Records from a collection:
= = = = = = =
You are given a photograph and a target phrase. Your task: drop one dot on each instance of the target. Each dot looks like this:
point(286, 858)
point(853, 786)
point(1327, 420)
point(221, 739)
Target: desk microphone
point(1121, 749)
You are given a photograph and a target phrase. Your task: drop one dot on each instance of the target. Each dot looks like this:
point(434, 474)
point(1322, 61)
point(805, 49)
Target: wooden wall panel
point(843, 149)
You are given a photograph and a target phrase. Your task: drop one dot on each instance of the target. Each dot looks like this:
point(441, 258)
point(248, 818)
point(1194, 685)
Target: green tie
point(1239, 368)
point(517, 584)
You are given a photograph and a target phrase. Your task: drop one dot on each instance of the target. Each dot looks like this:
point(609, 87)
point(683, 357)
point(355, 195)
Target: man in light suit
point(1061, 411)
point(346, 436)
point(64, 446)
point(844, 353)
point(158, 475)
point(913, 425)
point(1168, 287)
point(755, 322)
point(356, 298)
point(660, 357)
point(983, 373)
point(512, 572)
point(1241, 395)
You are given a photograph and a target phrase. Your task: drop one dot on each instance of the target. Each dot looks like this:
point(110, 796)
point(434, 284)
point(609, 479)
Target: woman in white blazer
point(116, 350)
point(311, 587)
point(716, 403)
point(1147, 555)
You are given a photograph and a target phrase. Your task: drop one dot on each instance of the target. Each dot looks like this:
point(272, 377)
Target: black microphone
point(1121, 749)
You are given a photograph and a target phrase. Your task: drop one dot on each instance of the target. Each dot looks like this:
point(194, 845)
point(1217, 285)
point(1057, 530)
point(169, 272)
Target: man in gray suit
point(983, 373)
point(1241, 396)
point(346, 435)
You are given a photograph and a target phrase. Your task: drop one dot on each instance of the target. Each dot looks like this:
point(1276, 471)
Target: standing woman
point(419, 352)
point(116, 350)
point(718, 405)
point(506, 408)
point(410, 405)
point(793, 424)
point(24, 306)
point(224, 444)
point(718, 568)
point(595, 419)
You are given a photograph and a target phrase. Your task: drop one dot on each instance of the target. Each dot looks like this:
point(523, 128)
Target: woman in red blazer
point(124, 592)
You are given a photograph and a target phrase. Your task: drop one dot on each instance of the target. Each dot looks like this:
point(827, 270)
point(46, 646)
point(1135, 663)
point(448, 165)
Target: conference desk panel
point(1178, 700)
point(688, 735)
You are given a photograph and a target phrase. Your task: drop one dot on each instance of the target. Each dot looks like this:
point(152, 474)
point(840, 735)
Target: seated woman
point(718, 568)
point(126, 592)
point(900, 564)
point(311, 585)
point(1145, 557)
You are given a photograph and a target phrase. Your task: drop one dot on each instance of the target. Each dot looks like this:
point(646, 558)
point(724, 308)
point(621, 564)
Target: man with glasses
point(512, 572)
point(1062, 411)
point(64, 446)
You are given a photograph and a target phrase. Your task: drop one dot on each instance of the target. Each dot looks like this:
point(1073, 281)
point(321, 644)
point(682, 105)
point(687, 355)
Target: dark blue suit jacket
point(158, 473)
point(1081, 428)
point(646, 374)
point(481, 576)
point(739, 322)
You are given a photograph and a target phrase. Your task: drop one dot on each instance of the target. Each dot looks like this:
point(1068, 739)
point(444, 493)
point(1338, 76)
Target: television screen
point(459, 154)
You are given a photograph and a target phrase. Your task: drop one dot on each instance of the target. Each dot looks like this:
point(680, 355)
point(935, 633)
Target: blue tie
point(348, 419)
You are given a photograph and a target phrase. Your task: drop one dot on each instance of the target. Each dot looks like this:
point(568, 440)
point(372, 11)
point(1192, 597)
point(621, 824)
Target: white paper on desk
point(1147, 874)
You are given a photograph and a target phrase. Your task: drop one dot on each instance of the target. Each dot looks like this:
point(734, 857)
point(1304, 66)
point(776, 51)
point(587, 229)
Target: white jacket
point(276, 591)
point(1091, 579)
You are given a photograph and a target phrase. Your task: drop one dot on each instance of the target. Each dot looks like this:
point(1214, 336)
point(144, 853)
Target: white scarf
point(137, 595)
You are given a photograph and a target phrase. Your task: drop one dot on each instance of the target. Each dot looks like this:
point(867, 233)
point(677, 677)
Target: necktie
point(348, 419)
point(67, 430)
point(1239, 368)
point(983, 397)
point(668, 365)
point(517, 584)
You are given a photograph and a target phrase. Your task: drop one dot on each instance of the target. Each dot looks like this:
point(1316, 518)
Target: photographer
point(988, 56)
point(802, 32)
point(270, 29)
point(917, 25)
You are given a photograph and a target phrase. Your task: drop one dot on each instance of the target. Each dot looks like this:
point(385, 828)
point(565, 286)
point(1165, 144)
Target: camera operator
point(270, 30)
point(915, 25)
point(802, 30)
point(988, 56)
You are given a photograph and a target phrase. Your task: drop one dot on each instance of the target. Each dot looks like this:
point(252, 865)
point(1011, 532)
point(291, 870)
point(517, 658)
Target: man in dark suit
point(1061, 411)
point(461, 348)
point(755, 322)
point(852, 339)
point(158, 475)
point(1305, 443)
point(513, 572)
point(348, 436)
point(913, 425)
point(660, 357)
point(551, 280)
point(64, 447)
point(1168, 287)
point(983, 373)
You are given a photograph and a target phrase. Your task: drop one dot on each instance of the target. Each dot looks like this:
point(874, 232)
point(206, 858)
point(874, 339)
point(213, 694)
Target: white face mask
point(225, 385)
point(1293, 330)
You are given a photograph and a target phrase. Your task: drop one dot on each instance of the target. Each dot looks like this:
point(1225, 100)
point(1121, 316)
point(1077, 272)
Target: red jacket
= = = = = = =
What you should do: Rewrite the material from its beginning through the line containing "point(1241, 395)" as a JSON list of strings, with one string for each line and blank lines omitted.

Reply:
[
  "You are given a photograph and a target phrase. Your task: drop one dot on each instance of the target. Each dot looks like this:",
  "point(286, 858)",
  "point(853, 786)",
  "point(1327, 420)",
  "point(221, 739)",
  "Target: desk microphone",
  "point(1121, 749)",
  "You are given a photograph and a target phrase. Your task: drop one dot on each instance of the target. Each dot looks like this:",
  "point(434, 474)",
  "point(1322, 61)",
  "point(805, 49)",
  "Target: wooden wall panel",
  "point(843, 149)",
  "You are given a photograph and a target phrase. Your task: drop one dot on each instance of the target. Each dot looks like this:",
  "point(441, 258)",
  "point(248, 818)",
  "point(1194, 685)",
  "Target: green tie",
  "point(1239, 368)",
  "point(517, 584)",
  "You are given a photograph and a target phrase. Your task: drop one dot on each instance of the target. Each dot looks like this:",
  "point(609, 87)",
  "point(683, 357)",
  "point(355, 195)",
  "Target: man in light suit",
  "point(1061, 411)",
  "point(346, 436)",
  "point(64, 446)",
  "point(844, 353)",
  "point(158, 475)",
  "point(913, 425)",
  "point(1168, 287)",
  "point(755, 322)",
  "point(356, 298)",
  "point(660, 357)",
  "point(983, 373)",
  "point(512, 572)",
  "point(1241, 395)"
]